#### Tujuan latihan
Tuliskan daftar semua baris dalam data yang mengandung kata "Query". Huruf besar dan huruf kecil dibedakan.

#### Data pelabelan titik
——————

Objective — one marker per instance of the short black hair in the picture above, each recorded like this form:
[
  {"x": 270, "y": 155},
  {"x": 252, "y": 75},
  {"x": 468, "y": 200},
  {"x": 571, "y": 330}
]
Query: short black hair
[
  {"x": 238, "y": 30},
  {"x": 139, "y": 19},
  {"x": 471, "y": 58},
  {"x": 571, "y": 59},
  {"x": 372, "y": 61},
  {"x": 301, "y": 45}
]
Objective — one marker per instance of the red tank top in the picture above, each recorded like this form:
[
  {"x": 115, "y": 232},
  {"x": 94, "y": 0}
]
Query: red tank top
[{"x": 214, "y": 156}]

——————

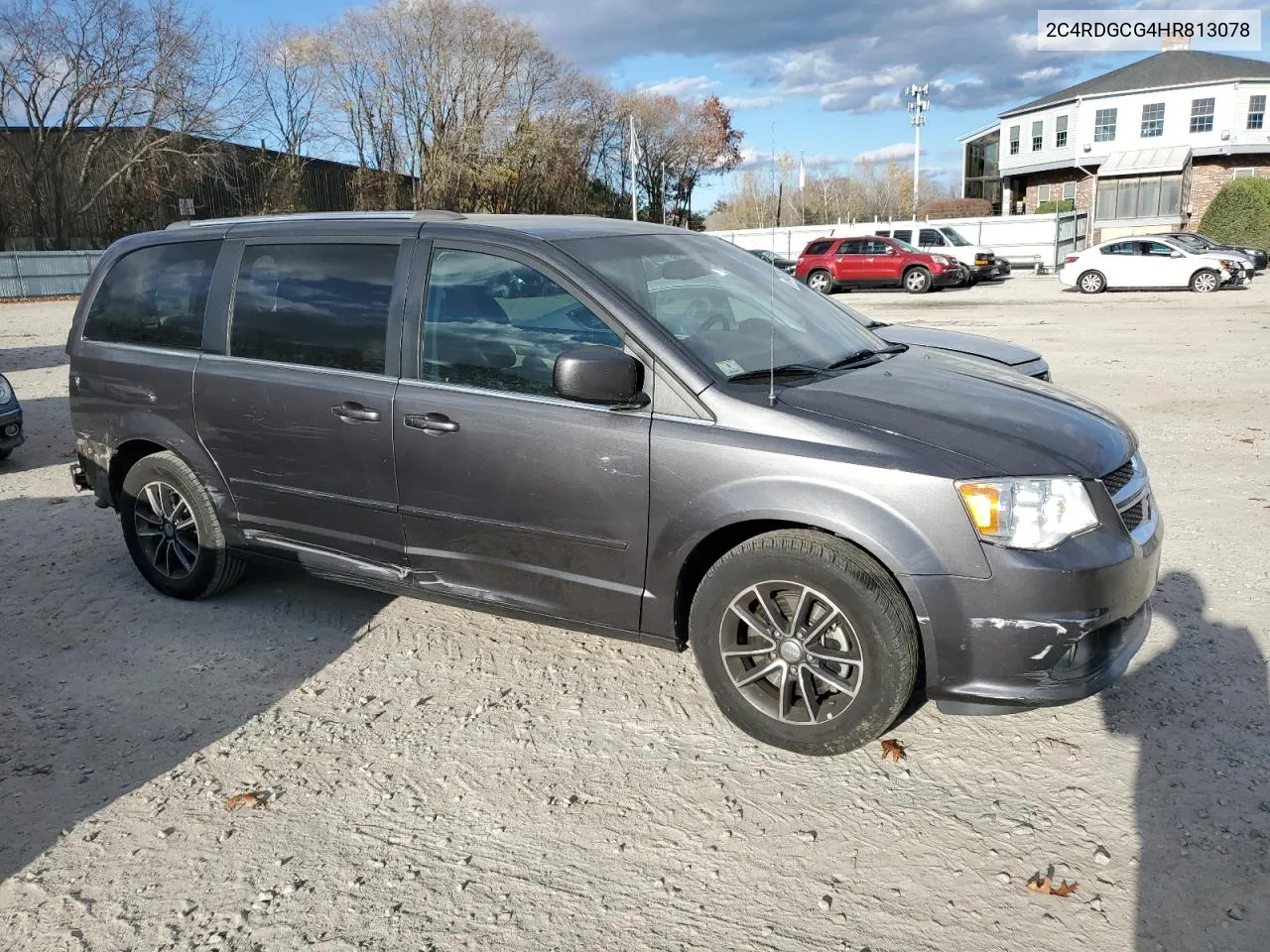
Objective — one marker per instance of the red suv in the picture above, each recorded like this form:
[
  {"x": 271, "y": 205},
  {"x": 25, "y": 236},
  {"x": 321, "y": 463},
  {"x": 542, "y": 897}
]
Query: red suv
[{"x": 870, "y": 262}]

——————

#### Hasil tugas
Query: short black hair
Query: red tank top
Query: red suv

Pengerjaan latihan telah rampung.